── QUOTED PASSAGE ──

Traveling in Monsoon Season: What to Know


Sometimes you want to get caught in the rain… but a monsoon? That changes things. There’s a big difference between the two, and when it comes to traveling in monsoon season, that difference can last several days- or weeks. Here’s a short guide to monsoon seasons so you know before you go – or before you don’t go.

First off, a monsoon is described as the rainy phase of a seasonal –changing pattern related to atmospheric circulation and precipitation. The temperature difference between land and that of the ocean has to be significantly different for these monsoons to form. The monsoon can be also referred to as the “wet season” versus the “dry season”.

Where and When Do Monsoon Seasons Occur?

 North America –Southern states as well as Western states in Sierra Madre areas from late June throughout September

Central America –All of Central America from May through December

South America – Ecuador, Peru, Bolivia, Amazon areas from December through April

Europe –Northern coast of England, Ireland, Germany and Benelux counties from late March to May and from June to late July a second time

Africa –Northern Africa from June through October

Australia – Northern and western coast From September through February

Oceania – Tahiti, Cook Islands, Fiji, and surrounding islands from November to March

Asia – Has 3 distinct Monsoon Seasons!

───

▸ EXERCISE GOAL
Answer these from the monsoon travel guide:
1. What must differ significantly for monsoons to form?
2. During which months does monsoon season occur in Central America?
3. How many distinct monsoon seasons does Asia have?
The rows come from a separate source.

── DATA SUPPLIED ──

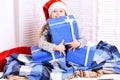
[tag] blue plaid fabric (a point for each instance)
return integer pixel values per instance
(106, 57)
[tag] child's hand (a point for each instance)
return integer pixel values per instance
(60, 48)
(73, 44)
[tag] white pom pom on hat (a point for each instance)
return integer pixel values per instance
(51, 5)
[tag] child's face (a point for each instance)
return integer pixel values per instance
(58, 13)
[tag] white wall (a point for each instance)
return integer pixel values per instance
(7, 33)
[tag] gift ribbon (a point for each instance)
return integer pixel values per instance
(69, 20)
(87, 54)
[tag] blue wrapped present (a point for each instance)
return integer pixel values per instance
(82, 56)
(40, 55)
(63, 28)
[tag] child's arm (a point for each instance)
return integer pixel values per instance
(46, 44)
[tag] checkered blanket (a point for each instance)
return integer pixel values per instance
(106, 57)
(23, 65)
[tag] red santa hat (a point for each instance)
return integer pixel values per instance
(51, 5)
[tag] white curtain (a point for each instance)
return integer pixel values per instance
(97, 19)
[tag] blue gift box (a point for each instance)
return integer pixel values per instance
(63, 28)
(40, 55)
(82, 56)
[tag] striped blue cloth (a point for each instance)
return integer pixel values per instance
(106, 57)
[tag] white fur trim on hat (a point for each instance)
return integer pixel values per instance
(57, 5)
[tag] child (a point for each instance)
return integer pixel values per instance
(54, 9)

───
── DATA SUPPLIED ──

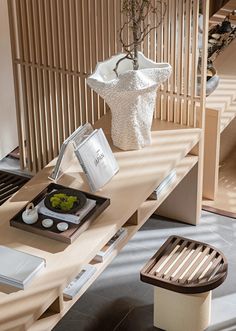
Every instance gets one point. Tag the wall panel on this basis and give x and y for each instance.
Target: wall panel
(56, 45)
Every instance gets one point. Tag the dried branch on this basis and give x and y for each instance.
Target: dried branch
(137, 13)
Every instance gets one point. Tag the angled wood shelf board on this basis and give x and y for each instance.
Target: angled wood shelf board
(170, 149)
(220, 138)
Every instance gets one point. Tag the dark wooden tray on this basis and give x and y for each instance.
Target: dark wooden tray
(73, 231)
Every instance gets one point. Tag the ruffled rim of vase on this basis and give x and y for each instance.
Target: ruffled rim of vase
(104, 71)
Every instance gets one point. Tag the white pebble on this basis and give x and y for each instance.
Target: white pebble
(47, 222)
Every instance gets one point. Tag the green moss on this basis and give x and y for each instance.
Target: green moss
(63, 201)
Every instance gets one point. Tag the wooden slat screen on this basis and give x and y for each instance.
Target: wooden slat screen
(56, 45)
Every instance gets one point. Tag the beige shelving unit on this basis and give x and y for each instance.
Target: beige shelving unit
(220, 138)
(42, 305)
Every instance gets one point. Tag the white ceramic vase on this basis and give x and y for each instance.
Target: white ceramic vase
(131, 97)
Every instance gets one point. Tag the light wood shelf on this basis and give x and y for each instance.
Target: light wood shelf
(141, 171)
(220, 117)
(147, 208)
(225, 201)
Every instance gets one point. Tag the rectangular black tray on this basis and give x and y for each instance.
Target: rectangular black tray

───

▸ IN RESPONSE
1. The temperature of the land and that of the ocean.
2. May through December.
3. Three.